## Work required
Copy the stretch from "- Peripheral route cues: Attractive" through "larger request later." in the notes on attitudes, behavior, and persuasion, word for word.

==== Passage shown

Attitudes, Behavior, and Persuasion
Attitudes
- Definition: A relatively enduring and general evaluation of an object, person, group, issue, or concept on a dimension ranging from negative to positive.
- Examples: like, prefer, dislike, hate, love, find useful/unuseful, find helpful.
Attitude Development
- Influenced by factors such as genetic heritability and personality.
- Attitudes can develop through direct or indirect experiences with the object.
- Direct experiences: Personal involvement with the attitude object.
- Indirect experiences: Influences from observations, communications, etc.
- Mere Exposure Effect: The tendency to prefer things merely because they are familiar; repeated exposure increases liking. (Zajonc, 1968)
ABCs of Attitudes
- Affective: Emotional response to the attitude object (e.g., "Electric vehicles are cool and trendy").
- Behavioral: Actions taken towards the object (e.g., planning to purchase an electric vehicle).
- Cognitive: Beliefs about the object (e.g., environmental benefits of electric vehicles).
Attitude-Behavior Consistency
- Most behaviors are influenced by attitudes. Making changes often requires changing attitudes first.
- Direct experience contributes more to consistent attitude-behavior alignment than indirect experience.
- Various studies underline the importance of how attitudes are formed in predicting behavior.
- Example: Regan & Fazio's (1977) experiment showed that students with direct experience displayed greater alignment between attitudes and actions.
Elaboration Likelihood Model (ELM) of Persuasion
- Dual Process Model: Two main routes to attitude change:
- Central Route: High degree of thinking; deep processing of the message.
- Peripheral Route: Low degree of thinking; surface-level processing based on cues.
- Factors impacting the route taken:
- Ability: Time and complexity of the message affect cognitive engagement.
- Motivation: Personal relevance and perceived benefits of engagement drive deeper processing.
Types of Cues in Persuasion
- Central route cues: Strength of the argument, factual content, organized structure.
- Peripheral route cues: Attractive speakers, positive associations, and design elements influencing perception.
Change Strategies in Persuasion
- Attitude Inoculation: Practicing resistance to weaker arguments prepares individuals to withstand stronger ones.
- Self-perception theory: Individuals use their behaviors to infer their attitudes.
- Example: People shaking their heads up and down while reading persuasive content tended to agree with the arguments more (Bem, 1972).
Compliance Techniques
- Foot-in-the-door technique: Gaining compliance to a small request increases the chance of agreeing to a larger request later.
- Door-in-the-face technique: Rejecting a large request makes agreeing to a smaller request more likely.
- Low-balling technique: Initial agreement at a lower cost increases compliance even if the price unexpectedly rises later.
- Bait-and-switch: Offering one attractive option leads to agreeing to a less desirable option later.

========
==== Information given

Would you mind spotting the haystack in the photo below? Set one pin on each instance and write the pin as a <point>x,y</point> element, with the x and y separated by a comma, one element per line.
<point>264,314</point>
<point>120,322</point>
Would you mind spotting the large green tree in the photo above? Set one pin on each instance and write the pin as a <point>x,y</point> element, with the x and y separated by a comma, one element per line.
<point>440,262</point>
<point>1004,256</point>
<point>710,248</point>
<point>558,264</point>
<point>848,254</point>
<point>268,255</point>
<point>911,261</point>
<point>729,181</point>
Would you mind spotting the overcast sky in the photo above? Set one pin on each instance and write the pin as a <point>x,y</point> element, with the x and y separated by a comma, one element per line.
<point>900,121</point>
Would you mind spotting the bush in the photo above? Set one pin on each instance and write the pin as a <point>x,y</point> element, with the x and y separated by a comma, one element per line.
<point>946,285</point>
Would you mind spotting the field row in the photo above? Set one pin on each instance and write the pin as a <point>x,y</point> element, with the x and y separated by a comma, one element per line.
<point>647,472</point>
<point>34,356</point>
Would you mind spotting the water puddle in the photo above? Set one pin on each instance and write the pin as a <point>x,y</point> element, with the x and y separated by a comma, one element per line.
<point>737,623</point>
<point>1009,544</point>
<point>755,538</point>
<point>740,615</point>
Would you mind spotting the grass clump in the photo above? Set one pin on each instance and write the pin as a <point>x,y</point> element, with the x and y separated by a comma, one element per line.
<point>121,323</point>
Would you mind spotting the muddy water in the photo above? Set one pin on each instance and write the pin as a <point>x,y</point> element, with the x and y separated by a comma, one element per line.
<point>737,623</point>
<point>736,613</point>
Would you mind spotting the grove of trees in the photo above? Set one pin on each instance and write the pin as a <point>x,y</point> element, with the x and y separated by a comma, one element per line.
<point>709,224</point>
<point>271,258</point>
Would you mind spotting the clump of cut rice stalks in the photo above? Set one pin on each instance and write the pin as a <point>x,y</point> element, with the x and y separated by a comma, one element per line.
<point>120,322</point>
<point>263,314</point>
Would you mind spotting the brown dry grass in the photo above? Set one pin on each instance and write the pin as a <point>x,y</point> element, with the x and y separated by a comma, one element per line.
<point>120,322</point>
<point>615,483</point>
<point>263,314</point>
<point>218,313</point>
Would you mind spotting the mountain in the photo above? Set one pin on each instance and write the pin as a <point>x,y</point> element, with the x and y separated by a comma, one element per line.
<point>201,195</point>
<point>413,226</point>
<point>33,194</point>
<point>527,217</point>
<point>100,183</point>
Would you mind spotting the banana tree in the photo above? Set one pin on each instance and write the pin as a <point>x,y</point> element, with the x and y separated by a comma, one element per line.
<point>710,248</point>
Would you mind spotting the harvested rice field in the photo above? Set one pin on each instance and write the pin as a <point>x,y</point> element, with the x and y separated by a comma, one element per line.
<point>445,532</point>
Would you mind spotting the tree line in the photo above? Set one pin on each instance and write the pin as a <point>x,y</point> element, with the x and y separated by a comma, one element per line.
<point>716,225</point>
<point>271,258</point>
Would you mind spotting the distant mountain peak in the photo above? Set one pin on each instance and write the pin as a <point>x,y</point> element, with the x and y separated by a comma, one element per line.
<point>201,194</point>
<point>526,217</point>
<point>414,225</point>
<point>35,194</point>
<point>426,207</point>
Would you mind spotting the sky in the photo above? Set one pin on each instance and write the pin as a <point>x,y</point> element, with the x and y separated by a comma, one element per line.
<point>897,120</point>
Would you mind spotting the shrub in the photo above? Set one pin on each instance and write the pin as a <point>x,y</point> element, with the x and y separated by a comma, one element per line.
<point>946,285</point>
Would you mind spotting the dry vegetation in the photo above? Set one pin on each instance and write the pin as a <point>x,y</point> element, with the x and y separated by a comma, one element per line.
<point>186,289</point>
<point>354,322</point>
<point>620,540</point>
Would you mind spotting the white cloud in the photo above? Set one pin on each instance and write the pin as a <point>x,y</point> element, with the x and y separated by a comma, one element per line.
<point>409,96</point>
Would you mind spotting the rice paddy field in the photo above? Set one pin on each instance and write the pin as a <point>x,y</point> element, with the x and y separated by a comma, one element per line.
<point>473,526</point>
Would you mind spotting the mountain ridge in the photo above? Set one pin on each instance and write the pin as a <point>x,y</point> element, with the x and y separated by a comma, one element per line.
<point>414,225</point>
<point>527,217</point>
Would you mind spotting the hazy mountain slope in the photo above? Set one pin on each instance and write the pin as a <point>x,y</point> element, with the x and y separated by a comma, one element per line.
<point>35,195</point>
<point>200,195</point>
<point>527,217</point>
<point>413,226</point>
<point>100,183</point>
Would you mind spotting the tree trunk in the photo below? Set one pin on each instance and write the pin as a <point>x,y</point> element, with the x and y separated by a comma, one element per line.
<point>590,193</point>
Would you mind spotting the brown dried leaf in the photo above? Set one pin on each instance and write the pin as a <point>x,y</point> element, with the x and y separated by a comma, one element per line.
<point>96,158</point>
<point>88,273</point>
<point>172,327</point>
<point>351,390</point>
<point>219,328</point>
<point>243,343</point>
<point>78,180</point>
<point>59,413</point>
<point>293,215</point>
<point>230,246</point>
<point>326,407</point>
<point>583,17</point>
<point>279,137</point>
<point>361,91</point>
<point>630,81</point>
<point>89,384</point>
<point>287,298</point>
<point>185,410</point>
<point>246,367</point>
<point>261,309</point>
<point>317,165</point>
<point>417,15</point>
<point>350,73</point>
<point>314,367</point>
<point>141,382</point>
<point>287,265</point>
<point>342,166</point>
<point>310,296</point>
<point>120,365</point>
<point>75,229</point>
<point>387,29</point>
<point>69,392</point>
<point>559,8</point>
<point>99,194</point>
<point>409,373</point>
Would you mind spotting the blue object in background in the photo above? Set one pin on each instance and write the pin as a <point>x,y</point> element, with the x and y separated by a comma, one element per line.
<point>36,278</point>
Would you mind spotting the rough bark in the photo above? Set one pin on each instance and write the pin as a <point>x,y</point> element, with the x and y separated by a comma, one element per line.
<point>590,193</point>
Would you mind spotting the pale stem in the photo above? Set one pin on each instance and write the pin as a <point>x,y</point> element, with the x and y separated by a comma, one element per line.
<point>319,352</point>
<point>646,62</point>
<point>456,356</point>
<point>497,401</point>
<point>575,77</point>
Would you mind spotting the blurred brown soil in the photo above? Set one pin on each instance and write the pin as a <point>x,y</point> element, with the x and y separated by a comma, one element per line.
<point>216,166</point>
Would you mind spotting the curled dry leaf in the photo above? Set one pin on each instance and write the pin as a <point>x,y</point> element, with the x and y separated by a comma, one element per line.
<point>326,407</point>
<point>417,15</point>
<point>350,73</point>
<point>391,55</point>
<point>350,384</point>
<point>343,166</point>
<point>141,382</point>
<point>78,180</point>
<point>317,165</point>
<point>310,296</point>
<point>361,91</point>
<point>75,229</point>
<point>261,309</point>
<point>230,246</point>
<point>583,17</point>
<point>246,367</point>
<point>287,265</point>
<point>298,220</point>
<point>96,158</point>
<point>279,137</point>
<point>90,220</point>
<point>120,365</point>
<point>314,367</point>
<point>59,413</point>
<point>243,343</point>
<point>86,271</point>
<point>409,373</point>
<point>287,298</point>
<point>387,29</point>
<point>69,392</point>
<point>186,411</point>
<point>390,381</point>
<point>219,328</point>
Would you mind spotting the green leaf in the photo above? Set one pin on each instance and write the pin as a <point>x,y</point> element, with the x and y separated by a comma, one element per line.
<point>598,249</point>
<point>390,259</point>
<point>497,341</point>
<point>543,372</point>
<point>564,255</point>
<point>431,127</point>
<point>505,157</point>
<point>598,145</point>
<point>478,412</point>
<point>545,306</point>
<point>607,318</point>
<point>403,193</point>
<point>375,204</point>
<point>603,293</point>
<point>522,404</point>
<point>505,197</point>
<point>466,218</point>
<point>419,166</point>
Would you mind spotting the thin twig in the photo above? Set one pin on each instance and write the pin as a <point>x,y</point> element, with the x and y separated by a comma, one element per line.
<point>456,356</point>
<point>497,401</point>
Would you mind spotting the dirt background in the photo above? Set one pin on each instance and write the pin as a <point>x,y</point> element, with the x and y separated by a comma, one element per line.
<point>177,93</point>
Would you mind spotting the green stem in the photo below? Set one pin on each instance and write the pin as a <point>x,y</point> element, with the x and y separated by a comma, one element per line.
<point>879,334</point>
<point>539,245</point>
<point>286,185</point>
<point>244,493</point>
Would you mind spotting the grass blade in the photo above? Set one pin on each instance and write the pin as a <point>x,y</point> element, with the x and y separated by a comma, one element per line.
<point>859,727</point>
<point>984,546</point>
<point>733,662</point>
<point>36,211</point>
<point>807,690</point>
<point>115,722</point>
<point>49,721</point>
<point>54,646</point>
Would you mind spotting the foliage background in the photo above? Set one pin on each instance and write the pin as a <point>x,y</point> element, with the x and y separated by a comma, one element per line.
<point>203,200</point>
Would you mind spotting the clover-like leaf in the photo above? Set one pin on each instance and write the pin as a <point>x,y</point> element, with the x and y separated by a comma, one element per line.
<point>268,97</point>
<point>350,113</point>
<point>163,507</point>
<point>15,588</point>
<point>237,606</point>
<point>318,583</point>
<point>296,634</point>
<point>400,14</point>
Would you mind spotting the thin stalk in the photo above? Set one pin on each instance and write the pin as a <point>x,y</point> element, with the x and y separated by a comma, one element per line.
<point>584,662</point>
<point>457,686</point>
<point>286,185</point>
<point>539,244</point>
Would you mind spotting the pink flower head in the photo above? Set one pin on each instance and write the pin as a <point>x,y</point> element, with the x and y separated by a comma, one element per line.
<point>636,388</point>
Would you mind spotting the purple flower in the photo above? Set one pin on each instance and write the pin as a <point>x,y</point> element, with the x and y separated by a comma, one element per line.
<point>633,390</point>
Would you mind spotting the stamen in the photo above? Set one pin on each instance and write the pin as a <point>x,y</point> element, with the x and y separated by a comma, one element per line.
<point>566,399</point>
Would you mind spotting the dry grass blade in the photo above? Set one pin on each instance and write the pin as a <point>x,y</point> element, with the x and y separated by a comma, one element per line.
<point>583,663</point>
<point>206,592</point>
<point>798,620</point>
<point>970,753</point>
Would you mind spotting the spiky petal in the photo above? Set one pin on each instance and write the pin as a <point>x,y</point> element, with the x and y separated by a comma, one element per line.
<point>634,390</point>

========

## Task response
- Peripheral route cues: Attractive speakers, positive associations, and design elements influencing perception.
Change Strategies in Persuasion
- Attitude Inoculation: Practicing resistance to weaker arguments prepares individuals to withstand stronger ones.
- Self-perception theory: Individuals use their behaviors to infer their attitudes.
- Example: People shaking their heads up and down while reading persuasive content tended to agree with the arguments more (Bem, 1972).
Compliance Techniques
- Foot-in-the-door technique: Gaining compliance to a small request increases the chance of agreeing to a larger request later.